Set exercise =>
Rewrite the part of the entries that opens with the line containing "Where does a point fall on the person in blue" and runs through the end of the entries, swapping "paved plaza" for "brick plaza" and changing nothing else. Leave the pictures out of your answer.
----
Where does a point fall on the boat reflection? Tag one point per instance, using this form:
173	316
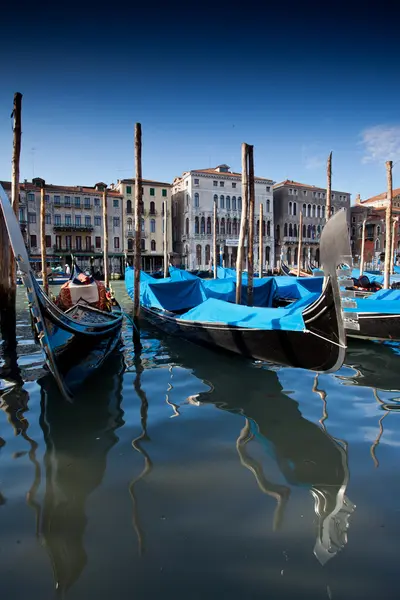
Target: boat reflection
305	453
78	438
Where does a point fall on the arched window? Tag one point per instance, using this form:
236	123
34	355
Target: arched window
208	255
198	255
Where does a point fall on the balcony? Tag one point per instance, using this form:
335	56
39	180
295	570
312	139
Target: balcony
72	227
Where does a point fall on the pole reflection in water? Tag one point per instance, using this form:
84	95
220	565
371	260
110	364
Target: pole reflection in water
78	437
137	445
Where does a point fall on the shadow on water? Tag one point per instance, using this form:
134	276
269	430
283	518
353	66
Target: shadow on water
78	438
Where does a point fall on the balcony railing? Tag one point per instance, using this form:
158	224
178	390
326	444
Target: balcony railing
72	227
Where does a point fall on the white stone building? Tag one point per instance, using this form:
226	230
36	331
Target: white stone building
193	196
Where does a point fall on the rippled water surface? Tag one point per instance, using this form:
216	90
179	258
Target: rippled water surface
184	473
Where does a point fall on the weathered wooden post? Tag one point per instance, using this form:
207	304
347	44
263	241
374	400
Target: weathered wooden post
250	253
243	221
105	230
166	266
43	239
261	242
362	247
388	227
215	259
300	248
138	199
329	186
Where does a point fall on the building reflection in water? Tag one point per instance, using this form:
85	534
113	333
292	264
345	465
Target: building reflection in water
78	437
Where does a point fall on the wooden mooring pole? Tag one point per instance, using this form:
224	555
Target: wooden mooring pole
388	227
243	222
43	239
7	262
250	252
260	242
300	248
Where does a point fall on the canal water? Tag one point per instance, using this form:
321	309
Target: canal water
184	473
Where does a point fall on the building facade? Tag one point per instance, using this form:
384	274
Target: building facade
193	197
154	194
74	224
290	199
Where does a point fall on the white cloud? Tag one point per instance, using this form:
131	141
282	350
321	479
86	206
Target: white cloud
381	143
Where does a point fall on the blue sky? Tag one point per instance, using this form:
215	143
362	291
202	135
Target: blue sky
201	80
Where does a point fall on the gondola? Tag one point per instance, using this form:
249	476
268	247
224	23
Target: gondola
308	334
75	342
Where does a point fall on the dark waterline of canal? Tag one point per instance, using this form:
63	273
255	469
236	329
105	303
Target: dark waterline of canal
191	474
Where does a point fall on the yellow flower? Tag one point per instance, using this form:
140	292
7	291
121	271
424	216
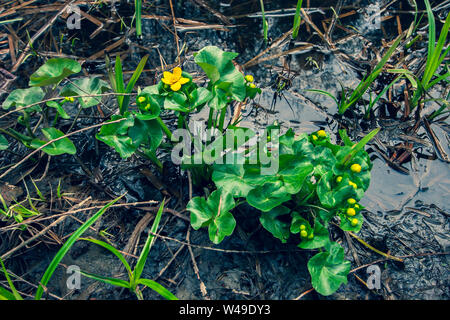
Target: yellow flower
351	212
174	80
355	168
322	133
249	78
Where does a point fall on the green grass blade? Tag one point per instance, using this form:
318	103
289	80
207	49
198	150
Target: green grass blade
132	83
265	24
138	8
65	248
158	288
297	19
15	293
113	250
365	84
431	39
120	86
108	280
324	93
148	244
358	146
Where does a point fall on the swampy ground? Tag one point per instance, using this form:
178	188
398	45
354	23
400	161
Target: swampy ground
407	207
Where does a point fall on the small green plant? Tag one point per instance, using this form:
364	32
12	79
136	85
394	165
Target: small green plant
316	182
347	99
435	57
134	275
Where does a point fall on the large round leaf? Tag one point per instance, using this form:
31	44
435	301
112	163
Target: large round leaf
24	97
329	270
268	196
53	71
58	147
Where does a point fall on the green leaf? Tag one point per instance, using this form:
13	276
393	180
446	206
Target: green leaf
213	213
113	250
53	71
3	143
116	135
279	229
58	147
67	245
320	239
108	280
230	177
148	244
158	288
86	86
220	69
268	196
200	96
329	270
24	97
59	109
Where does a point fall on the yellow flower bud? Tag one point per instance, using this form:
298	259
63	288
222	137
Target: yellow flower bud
351	212
355	168
249	78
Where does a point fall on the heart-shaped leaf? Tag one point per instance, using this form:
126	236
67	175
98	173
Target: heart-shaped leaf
278	228
213	213
59	109
329	270
3	143
24	97
86	86
56	148
230	177
53	71
268	196
116	135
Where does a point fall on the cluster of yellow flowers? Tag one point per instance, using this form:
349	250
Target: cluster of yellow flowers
174	79
304	233
69	99
249	79
142	100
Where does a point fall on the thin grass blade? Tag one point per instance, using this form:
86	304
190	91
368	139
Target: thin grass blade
65	248
158	288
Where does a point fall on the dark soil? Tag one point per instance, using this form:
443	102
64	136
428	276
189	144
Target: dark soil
407	212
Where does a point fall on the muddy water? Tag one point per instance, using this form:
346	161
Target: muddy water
407	214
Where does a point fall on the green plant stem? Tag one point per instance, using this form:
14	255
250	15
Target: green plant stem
223	112
166	130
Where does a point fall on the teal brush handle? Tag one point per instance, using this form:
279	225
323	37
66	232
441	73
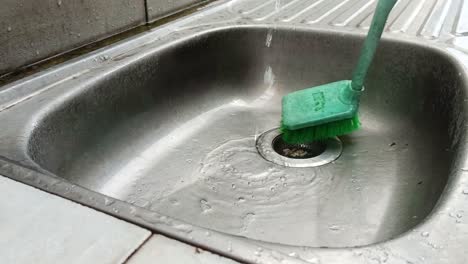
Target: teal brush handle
372	40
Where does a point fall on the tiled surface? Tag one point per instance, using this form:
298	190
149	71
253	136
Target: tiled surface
37	227
160	249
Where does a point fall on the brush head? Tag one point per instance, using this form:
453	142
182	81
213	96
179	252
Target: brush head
320	112
320	132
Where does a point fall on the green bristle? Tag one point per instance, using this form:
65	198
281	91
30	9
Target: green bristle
320	132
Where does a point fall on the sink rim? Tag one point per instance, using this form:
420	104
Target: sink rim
218	242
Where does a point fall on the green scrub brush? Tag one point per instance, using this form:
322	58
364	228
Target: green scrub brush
331	109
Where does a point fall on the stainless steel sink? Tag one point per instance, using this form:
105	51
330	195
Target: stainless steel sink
162	130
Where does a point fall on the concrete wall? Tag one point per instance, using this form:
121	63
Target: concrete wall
32	30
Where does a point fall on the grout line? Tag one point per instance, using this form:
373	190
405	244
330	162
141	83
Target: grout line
127	259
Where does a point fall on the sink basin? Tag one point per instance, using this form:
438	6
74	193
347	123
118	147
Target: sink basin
174	132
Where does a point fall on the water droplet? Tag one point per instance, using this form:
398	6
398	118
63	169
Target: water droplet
108	201
205	206
184	228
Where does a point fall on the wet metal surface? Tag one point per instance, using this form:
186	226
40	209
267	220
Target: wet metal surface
161	130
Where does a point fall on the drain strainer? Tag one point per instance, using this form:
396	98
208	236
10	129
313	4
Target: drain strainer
272	148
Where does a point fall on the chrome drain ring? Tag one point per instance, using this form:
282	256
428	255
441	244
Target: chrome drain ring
329	150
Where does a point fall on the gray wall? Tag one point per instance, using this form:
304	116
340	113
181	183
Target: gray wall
32	30
160	8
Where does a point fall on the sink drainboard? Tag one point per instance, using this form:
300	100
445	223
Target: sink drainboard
271	147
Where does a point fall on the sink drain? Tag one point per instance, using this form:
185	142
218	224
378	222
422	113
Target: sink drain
273	148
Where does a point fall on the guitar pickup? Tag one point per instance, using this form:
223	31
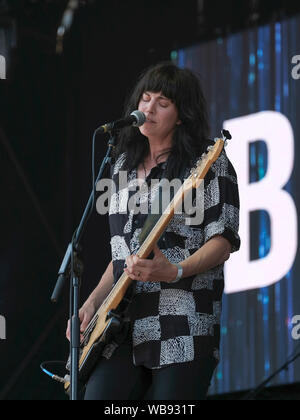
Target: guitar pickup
113	314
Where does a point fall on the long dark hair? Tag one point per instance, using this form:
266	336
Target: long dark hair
183	88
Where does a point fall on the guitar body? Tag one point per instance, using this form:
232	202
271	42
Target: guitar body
106	323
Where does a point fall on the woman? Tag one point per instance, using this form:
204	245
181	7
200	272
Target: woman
172	345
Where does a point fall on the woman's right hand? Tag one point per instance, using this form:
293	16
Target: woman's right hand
86	313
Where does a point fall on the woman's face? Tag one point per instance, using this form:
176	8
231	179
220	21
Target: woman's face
161	116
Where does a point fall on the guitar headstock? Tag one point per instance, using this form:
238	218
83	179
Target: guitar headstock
204	163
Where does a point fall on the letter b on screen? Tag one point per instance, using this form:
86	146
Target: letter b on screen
268	194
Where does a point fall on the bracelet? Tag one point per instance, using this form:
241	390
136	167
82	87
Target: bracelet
179	274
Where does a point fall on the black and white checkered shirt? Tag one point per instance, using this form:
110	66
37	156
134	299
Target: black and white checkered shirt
176	323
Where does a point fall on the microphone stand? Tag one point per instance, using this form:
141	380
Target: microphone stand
72	267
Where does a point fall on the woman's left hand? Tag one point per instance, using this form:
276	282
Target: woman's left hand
159	269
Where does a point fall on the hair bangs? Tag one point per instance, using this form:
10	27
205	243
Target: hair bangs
162	80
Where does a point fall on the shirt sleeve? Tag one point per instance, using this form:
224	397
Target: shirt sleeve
221	203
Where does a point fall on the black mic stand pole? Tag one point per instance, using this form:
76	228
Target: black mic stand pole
72	266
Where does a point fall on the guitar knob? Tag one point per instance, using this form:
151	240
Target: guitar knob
112	314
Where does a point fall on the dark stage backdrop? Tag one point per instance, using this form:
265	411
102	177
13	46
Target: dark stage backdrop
252	84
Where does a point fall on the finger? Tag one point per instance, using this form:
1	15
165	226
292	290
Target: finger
134	276
156	250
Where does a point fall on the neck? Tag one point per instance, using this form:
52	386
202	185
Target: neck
156	149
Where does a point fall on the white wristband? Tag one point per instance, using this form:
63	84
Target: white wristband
179	274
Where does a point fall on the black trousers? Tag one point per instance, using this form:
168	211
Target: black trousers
118	379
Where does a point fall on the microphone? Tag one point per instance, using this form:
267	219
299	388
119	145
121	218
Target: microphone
136	119
66	24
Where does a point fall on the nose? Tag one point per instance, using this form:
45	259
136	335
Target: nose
150	107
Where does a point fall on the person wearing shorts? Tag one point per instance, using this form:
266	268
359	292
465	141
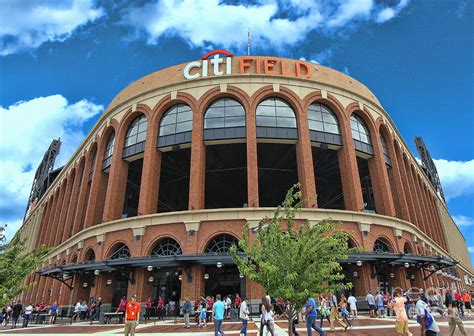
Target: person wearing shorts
398	306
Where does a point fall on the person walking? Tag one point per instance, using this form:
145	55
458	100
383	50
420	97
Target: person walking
379	298
333	316
132	314
187	308
397	304
27	314
53	312
218	315
310	316
467	302
16	311
323	310
344	312
352	305
371	303
244	313
428	325
455	320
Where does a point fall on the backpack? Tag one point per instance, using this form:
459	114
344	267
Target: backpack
428	319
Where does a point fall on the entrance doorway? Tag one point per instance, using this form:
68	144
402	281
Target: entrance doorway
225	281
120	289
166	284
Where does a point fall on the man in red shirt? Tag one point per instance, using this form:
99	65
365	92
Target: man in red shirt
132	314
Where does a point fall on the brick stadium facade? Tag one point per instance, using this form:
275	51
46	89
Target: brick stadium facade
173	168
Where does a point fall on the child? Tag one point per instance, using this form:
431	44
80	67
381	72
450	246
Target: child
202	315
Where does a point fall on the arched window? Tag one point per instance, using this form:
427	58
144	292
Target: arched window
166	247
361	135
381	246
121	252
135	137
224	119
386	156
323	125
176	126
276	119
109	150
221	244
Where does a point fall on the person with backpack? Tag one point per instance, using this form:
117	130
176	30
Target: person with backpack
187	308
311	314
425	319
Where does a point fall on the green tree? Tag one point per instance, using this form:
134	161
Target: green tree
293	261
15	265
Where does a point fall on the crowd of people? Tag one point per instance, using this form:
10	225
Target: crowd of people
29	312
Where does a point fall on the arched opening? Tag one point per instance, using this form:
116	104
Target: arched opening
277	165
174	142
133	150
222	278
384	271
325	141
166	283
120	288
364	151
226	155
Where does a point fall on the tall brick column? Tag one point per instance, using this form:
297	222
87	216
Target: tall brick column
252	159
150	181
351	187
304	158
399	192
82	199
65	209
381	184
198	163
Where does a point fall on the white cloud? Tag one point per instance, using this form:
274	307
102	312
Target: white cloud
463	221
389	13
457	177
28	24
26	131
212	22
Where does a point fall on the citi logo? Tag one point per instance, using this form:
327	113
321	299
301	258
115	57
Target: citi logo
198	69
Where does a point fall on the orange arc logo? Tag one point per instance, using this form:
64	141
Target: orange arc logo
218	51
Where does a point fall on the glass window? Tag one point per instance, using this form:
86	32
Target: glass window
136	132
274	112
109	148
359	130
224	113
177	119
321	118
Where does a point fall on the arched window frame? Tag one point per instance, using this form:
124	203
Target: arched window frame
135	137
220	244
386	155
175	126
224	119
109	151
361	135
381	246
166	247
275	118
121	252
323	125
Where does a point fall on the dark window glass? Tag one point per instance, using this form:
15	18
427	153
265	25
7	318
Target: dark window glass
224	113
274	112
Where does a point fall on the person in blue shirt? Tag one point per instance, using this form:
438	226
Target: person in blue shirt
310	315
218	315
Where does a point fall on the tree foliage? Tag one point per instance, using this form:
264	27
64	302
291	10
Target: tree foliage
292	260
15	265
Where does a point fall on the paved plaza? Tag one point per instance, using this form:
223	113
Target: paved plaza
363	326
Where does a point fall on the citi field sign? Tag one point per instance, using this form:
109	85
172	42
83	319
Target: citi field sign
219	63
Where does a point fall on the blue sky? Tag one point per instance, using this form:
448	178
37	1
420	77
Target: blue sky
61	65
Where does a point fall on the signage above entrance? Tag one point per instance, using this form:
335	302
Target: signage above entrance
212	64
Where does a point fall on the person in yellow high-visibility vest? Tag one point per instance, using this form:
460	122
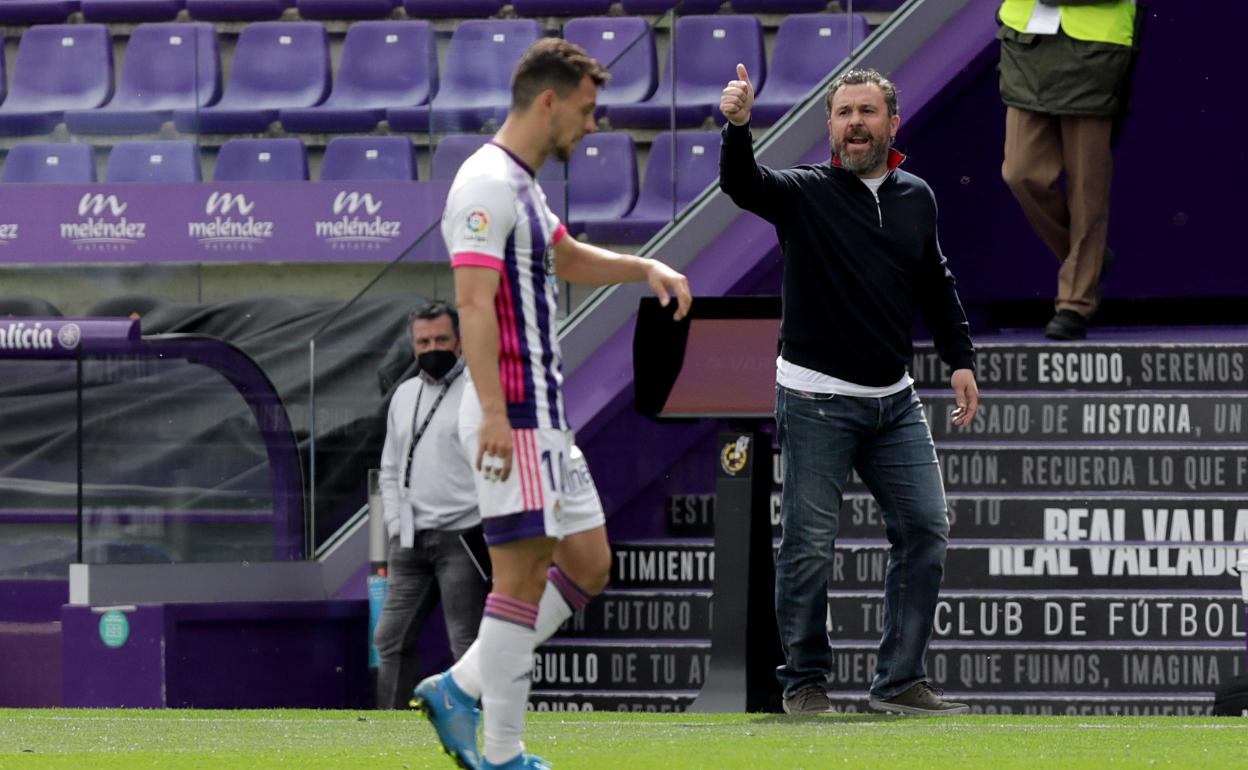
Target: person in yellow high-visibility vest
----
Response for this exercise =>
Where does a point fall on the person in blue shirt? Tag one point per instance, using this form:
438	226
Target: person in blue shirt
310	315
218	315
Where does a point fall on the tree foliage? Tag one point per instance, using this form:
264	27
64	302
291	10
Target: tree foliage
292	260
15	265
Where does a point fall on the brick plaza? Tag one point per instance, using this form:
223	113
Target: brick plaza
363	326
Where does a point fall on the citi field sign? Tag one point per instance, using this form:
109	85
172	42
83	319
Target: citi field sign
219	63
Where does a point fall on the blue sky? Tag one point per instance, using this form:
448	178
37	1
420	77
Target: blue sky
61	65
Where does a point fall on the signage above entrance? Tag one point per instance, using this form:
335	302
Target: signage above entrance
212	64
Where does a point fall on the person in yellow high-visibility vest? Tag one point per instance, using this form:
460	122
Target: person in yellow high-visibility vest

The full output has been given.